### Your objective
Pull out every line of the records that contains the word "then", and copy each one in full.

### Data records
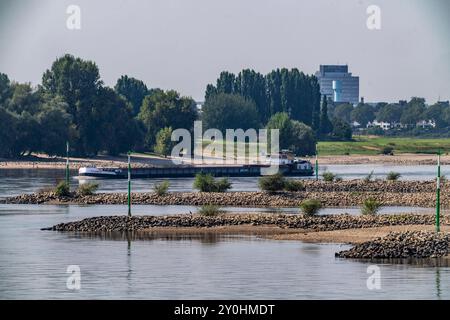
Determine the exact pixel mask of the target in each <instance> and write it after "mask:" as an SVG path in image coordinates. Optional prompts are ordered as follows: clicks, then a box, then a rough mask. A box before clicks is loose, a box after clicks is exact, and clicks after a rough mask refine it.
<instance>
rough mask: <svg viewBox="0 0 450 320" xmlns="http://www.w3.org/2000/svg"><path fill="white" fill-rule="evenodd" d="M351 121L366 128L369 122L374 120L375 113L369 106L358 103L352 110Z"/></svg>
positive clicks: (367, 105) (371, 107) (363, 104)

---

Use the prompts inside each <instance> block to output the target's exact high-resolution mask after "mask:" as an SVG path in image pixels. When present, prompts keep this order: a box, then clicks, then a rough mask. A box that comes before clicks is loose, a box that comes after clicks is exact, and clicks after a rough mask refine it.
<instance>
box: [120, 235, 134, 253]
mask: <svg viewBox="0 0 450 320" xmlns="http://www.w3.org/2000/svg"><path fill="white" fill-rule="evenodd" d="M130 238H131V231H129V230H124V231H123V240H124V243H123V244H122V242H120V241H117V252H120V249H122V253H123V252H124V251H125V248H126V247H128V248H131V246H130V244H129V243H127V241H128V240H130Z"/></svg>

### Answer section
Determine the exact pixel mask of the target in each <instance> and write it after "mask:" as an SVG path in image coordinates. Optional prompts are ordered as follows: clicks, then a box, then a rough mask. A box before clicks is loose, a box after clicks is exact, and clicks after a rough mask refine it.
Use the prompts inside each <instance> block to output the target's exact high-resolution mask after "mask:" as an SVG path in image pixels. When present, prompts keep this order: a box, then clicks, then a rough mask. A box that comes before clicks is loose, a box that comes after clicks is exact, and clicks after a rough mask refine it.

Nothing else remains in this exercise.